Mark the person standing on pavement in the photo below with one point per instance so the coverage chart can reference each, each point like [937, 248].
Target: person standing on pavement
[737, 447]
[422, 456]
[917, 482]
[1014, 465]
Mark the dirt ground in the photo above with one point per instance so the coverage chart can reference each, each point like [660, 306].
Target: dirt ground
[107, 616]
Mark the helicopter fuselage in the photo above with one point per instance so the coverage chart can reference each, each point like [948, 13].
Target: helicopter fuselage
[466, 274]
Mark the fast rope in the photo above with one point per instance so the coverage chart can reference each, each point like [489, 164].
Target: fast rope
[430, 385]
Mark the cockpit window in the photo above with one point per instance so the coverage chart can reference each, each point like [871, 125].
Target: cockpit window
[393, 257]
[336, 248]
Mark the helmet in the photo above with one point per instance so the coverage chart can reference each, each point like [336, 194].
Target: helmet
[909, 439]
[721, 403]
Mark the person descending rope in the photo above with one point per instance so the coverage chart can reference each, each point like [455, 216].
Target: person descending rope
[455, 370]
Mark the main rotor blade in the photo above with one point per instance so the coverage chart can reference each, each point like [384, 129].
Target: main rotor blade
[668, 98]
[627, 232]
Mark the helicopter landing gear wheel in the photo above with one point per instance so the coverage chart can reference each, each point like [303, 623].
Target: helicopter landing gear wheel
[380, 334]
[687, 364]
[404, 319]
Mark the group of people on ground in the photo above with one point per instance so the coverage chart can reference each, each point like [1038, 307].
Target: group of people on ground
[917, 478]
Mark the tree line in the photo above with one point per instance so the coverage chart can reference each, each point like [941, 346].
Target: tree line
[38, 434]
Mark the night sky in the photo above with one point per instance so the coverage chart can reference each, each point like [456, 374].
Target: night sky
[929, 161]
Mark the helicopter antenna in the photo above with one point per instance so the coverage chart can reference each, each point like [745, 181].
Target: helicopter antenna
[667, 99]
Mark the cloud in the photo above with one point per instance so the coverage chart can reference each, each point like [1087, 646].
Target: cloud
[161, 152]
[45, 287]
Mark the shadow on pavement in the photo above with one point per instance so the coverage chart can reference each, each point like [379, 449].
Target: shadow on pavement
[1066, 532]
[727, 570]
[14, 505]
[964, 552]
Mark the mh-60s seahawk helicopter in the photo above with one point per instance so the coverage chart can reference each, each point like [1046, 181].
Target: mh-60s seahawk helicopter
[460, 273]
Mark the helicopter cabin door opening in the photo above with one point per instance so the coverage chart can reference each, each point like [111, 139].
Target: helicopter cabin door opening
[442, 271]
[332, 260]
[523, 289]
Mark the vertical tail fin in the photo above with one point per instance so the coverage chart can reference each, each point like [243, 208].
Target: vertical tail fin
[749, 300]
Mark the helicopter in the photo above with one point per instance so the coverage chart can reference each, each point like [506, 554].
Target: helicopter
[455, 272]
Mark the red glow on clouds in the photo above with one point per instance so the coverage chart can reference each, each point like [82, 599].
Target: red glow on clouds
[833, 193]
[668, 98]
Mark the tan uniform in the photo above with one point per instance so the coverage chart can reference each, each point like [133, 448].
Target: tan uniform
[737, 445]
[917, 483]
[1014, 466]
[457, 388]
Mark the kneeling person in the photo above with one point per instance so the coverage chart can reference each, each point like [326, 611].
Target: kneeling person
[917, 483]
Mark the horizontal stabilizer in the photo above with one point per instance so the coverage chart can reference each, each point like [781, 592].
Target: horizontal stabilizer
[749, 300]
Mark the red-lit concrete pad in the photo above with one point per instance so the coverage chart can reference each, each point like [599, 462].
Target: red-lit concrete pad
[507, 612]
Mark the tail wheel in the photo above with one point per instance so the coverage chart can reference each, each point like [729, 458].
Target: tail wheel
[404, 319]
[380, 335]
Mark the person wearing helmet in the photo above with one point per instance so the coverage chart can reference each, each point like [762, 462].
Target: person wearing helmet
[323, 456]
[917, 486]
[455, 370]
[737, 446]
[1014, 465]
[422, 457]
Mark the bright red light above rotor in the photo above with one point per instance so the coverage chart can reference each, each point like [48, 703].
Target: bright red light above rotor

*The task*:
On how many lines of the listing does the string "light" appear? Only the number should be given.

*Your solution*:
2